Esse parágrafo se aplicaria por inteiro com ainda mais força se as referências a “China” fossem substituídas por “Estados Unidos”. Sob a política defendida pelo Washington Post, mais de 1,1 milhão de pessoas morreram desnecessariamente. Isso resultou em um sistema de saúde sobrecarregado com trabalhadores da saúde exaustos, corpos empilhados em caminhões de frigoríficos e uma vala comum em Hart Island, Nova York.

O Post reclama que o número de mortes notificadas de 5.200 na China sob a COVID Zero foi “absurdamente baixo”. Entretanto, esse baixo número de mortes, que foi altamente preciso até o abandono da COVID Zero, era resultante das abrangentes medidas adotadas para evitar que a população fosse infectada em massa com um vírus mortal, algo que nunca foi tentado nos EUA ou em grande parte do mundo.

O conselho editorial também declara que “a covid zero não poderia continuar indefinidamente”, isso apesar de sua eficácia e da popularidade dessa política na população chinesa.

Na verdade, o Post desempenhou um papel crítico na promoção da política de “COVID sem fim” pioneira nos EUA, que está tendo hoje um impacto tão devastador na China.

= = = = =

## Tarefa
Reescreva a parte do trecho selecionado que começa com as palavras "O Post reclama" e termina com "devastador na China.", trocando "Post" por "jornal". Baseie-se somente no trecho selecionado.

## Dados de origem
= = = = =

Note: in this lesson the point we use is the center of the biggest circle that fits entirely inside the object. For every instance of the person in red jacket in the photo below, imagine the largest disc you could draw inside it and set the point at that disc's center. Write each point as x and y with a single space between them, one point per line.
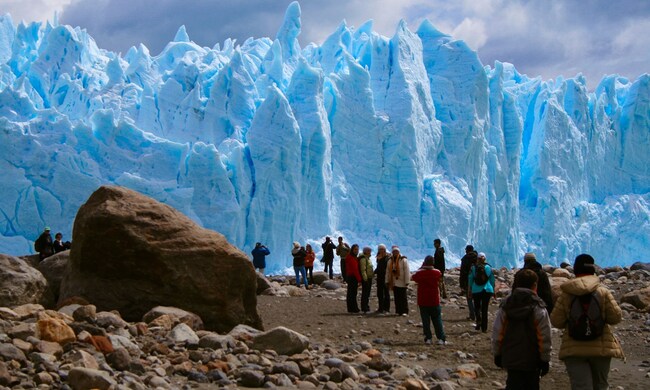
309 263
353 278
428 280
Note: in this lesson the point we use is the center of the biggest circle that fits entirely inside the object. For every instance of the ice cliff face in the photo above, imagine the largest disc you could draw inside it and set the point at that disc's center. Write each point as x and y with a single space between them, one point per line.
396 140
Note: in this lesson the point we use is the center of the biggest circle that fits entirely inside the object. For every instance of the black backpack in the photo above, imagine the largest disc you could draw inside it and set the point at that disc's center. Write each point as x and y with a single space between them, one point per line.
480 275
585 318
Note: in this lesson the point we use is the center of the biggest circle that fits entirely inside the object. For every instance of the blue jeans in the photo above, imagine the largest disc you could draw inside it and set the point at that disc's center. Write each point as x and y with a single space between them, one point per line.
301 270
431 314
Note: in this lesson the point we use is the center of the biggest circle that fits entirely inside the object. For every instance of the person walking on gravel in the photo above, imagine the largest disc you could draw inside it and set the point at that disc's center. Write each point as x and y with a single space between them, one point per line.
585 310
428 279
397 278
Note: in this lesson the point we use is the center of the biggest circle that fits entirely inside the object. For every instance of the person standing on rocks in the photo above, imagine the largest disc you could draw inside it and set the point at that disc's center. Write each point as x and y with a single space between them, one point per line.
428 279
439 264
43 244
299 253
543 284
310 257
367 273
353 278
466 264
259 257
383 293
521 335
481 281
328 256
342 251
587 358
397 278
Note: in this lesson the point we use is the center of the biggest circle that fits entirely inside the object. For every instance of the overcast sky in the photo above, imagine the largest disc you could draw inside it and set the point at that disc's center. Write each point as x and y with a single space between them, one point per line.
540 37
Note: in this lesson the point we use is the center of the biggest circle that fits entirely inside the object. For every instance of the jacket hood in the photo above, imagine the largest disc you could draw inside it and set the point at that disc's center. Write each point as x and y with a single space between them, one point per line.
521 303
581 285
533 266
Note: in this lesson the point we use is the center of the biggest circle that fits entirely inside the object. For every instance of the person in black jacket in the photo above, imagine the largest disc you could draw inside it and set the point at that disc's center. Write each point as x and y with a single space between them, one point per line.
328 256
383 293
299 253
466 264
439 264
44 245
543 284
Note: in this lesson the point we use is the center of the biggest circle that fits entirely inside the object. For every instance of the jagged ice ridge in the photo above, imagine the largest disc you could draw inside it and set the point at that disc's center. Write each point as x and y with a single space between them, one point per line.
396 140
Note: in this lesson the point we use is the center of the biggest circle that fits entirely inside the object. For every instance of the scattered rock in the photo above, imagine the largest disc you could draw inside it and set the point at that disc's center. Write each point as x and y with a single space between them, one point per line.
81 378
55 330
281 340
191 319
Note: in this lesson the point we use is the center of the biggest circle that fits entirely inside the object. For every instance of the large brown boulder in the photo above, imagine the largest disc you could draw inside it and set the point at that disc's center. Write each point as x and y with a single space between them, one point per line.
54 268
20 283
132 253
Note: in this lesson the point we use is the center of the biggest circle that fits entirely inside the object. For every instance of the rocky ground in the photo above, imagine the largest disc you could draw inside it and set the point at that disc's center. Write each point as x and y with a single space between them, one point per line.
310 342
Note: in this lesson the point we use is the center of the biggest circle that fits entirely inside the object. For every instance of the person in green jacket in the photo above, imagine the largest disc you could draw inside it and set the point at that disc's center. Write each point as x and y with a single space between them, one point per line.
367 272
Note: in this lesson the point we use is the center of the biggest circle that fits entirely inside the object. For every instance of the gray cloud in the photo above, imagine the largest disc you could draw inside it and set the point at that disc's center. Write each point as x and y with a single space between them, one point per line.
540 38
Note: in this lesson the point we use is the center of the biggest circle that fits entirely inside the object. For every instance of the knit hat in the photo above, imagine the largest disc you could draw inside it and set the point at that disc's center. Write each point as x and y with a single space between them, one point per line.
529 258
584 265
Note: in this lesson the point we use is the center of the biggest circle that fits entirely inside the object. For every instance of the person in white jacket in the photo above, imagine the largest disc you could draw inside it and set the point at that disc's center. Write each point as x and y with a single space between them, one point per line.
397 279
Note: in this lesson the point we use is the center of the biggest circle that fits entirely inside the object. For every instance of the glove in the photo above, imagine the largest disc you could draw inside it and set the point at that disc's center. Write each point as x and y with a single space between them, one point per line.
497 361
543 368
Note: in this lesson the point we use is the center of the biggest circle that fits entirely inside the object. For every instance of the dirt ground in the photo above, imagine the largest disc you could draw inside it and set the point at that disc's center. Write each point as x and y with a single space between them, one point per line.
322 316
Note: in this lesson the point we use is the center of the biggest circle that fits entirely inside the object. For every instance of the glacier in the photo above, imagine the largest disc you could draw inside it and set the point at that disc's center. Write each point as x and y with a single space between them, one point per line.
395 140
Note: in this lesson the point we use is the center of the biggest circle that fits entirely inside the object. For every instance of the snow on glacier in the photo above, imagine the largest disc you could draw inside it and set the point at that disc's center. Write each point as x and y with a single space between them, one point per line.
394 140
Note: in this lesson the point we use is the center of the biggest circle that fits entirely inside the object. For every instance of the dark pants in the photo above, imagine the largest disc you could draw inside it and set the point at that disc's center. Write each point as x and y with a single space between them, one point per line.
481 306
365 295
351 297
522 380
401 301
328 266
431 314
383 295
470 307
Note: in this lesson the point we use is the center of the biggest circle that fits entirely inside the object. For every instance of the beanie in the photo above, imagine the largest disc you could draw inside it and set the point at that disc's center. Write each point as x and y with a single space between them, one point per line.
584 265
529 258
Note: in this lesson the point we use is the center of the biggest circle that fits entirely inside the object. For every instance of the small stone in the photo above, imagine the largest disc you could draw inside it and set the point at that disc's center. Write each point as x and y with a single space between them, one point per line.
55 330
86 378
183 334
43 378
11 352
119 359
85 313
250 378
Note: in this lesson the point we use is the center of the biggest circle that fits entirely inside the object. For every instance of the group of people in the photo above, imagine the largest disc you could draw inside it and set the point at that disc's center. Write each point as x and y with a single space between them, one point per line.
521 332
46 247
584 310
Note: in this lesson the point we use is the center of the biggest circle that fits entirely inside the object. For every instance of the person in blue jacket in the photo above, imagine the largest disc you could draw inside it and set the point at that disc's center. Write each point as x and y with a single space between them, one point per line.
481 282
259 257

= = = = =

## Resolução comentada
O jornal reclama que o número de mortes notificadas de 5.200 na China sob a COVID Zero foi “absurdamente baixo”. Entretanto, esse baixo número de mortes, que foi altamente preciso até o abandono da COVID Zero, era resultante das abrangentes medidas adotadas para evitar que a população fosse infectada em massa com um vírus mortal, algo que nunca foi tentado nos EUA ou em grande parte do mundo.

O conselho editorial também declara que “a covid zero não poderia continuar indefinidamente”, isso apesar de sua eficácia e da popularidade dessa política na população chinesa.

Na verdade, o jornal desempenhou um papel crítico na promoção da política de “COVID sem fim” pioneira nos EUA, que está tendo hoje um impacto tão devastador na China.